**Task to carry out**
Among the lines below, keep only those from the one containing "Phrase -- knit hat with pom-pom" through the one containing "Phrase -- blue jacket", and reproduce them exactly.
+++++
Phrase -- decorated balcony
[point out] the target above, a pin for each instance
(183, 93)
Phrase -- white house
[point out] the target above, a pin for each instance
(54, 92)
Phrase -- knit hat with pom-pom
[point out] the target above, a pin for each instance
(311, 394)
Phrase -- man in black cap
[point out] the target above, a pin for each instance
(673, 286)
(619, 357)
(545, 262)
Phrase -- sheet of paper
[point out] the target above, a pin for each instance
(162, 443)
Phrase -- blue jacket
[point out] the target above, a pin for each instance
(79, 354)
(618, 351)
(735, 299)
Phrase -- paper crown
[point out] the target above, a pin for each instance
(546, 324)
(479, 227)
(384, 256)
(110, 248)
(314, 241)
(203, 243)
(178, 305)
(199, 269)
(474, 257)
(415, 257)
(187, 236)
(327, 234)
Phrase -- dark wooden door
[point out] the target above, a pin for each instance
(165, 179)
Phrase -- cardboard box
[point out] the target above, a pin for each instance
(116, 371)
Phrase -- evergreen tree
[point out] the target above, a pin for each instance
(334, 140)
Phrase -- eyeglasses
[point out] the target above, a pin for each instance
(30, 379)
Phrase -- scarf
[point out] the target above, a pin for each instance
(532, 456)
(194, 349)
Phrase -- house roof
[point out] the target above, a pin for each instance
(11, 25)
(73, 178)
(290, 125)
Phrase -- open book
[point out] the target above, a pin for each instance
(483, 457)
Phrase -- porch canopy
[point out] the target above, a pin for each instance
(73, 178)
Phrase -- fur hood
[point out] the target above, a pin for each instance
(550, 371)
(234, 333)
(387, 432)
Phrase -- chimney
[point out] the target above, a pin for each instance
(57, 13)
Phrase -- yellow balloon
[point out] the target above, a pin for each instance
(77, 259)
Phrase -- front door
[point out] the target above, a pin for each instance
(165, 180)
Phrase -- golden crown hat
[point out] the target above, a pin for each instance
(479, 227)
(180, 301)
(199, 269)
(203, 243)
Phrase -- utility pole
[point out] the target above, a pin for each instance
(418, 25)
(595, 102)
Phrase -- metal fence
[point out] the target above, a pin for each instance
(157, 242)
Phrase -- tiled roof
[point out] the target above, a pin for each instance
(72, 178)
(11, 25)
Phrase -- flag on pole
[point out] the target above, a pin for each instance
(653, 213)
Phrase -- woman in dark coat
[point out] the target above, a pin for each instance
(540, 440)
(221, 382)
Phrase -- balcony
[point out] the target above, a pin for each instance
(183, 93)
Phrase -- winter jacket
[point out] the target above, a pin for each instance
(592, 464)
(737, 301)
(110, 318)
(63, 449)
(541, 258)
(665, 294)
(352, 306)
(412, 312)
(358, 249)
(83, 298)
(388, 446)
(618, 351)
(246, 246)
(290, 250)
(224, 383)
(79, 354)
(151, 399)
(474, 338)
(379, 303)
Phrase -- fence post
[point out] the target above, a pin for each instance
+++++
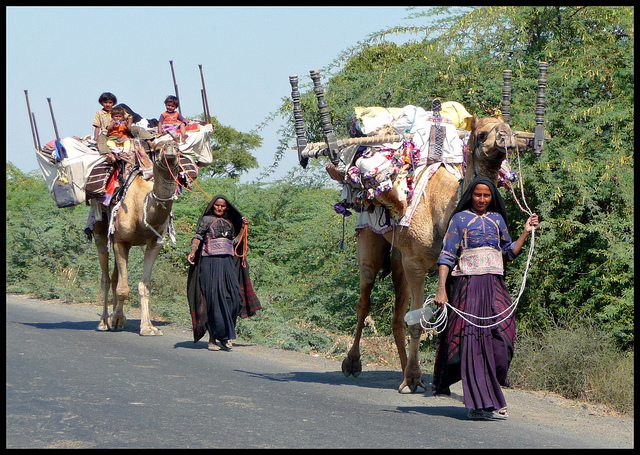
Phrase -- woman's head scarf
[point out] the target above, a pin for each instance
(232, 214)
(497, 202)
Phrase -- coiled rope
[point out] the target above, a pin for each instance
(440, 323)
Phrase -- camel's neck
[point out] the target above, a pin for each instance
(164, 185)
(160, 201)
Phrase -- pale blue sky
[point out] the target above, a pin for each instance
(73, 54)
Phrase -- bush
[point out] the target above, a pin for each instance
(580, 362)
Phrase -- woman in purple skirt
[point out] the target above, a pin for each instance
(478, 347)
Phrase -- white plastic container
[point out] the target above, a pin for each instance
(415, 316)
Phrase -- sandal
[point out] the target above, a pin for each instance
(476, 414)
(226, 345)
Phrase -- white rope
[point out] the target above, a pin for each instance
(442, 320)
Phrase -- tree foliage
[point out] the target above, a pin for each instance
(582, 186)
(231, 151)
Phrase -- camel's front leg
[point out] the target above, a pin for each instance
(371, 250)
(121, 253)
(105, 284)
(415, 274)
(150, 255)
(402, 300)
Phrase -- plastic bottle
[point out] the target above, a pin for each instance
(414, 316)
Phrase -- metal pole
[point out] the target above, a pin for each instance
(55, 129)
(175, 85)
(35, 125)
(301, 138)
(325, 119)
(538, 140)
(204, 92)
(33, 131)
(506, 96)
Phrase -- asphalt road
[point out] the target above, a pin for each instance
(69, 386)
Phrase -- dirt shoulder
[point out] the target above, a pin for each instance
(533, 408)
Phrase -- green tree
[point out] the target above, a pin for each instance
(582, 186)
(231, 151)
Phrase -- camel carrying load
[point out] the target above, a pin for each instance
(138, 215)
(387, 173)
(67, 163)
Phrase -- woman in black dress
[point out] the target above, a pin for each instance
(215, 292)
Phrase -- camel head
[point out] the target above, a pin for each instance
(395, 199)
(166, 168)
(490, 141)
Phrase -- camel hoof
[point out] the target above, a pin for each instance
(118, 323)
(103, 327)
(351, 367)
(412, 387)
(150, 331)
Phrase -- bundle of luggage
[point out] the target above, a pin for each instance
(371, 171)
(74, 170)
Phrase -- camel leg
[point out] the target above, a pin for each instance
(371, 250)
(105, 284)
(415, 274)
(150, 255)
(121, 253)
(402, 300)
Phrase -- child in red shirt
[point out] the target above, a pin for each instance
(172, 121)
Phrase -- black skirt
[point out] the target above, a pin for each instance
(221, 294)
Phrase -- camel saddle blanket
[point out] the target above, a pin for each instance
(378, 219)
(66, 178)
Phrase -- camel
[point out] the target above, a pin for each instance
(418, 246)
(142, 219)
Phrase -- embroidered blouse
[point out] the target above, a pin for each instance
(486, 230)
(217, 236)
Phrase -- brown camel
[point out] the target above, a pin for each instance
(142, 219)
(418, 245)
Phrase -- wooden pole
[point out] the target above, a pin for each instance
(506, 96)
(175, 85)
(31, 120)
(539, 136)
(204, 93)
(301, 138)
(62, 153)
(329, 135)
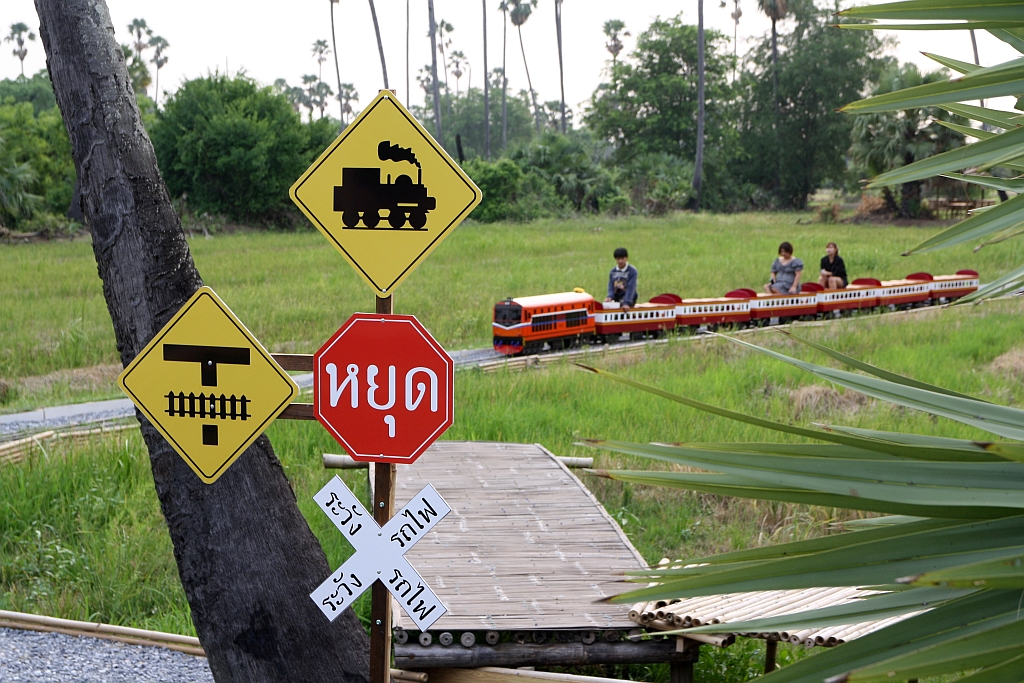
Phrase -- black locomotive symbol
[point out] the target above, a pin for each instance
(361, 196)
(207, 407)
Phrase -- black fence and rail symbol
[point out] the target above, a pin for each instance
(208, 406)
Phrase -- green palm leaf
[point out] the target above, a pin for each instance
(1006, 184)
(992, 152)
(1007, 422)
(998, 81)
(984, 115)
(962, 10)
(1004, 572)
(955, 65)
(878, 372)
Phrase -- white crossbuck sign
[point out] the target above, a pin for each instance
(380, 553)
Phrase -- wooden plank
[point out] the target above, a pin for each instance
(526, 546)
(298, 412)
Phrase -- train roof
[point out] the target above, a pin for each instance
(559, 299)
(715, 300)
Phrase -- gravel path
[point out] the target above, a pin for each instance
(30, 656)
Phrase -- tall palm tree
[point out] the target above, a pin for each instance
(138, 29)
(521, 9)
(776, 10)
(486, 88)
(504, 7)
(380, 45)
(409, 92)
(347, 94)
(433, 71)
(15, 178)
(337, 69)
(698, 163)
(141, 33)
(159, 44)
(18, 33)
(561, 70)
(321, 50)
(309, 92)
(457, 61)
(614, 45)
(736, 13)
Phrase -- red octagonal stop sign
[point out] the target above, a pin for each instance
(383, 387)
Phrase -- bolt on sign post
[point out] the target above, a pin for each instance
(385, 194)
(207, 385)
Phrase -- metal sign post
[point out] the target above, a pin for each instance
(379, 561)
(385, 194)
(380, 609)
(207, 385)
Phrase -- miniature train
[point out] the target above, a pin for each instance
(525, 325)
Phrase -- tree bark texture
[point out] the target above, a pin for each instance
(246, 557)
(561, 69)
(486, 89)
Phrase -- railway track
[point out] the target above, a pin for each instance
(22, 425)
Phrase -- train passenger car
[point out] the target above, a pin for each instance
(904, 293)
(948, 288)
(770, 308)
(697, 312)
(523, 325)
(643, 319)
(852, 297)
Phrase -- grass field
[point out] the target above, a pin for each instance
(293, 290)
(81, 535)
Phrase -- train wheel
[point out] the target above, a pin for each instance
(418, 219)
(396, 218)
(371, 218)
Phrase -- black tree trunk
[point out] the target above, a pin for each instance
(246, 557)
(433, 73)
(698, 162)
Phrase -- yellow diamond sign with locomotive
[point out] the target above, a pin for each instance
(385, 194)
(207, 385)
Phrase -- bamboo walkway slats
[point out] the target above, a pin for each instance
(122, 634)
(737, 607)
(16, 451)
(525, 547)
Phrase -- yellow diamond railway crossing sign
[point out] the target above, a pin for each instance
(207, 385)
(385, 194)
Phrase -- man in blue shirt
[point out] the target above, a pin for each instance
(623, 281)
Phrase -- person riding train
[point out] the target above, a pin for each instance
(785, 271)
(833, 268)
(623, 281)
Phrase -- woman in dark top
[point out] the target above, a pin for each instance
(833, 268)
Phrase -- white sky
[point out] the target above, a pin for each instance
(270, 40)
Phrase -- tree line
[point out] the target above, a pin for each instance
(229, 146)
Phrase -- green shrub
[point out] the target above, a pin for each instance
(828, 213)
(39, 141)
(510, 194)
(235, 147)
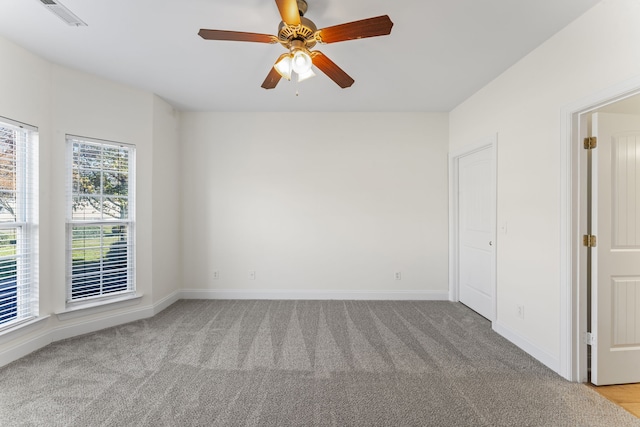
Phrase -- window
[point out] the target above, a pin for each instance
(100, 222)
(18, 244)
+++++
**Reply**
Phrase -- knit hat with pom-pom
[point out] the target above, a pin for each instance
(311, 394)
Phrase -- man in black cap
[point out] the target above, a pin for each instance
(673, 286)
(619, 357)
(545, 262)
Phrase -- sheet of paper
[point out] the target above, a pin for each instance
(162, 443)
Phrase -- blue jacket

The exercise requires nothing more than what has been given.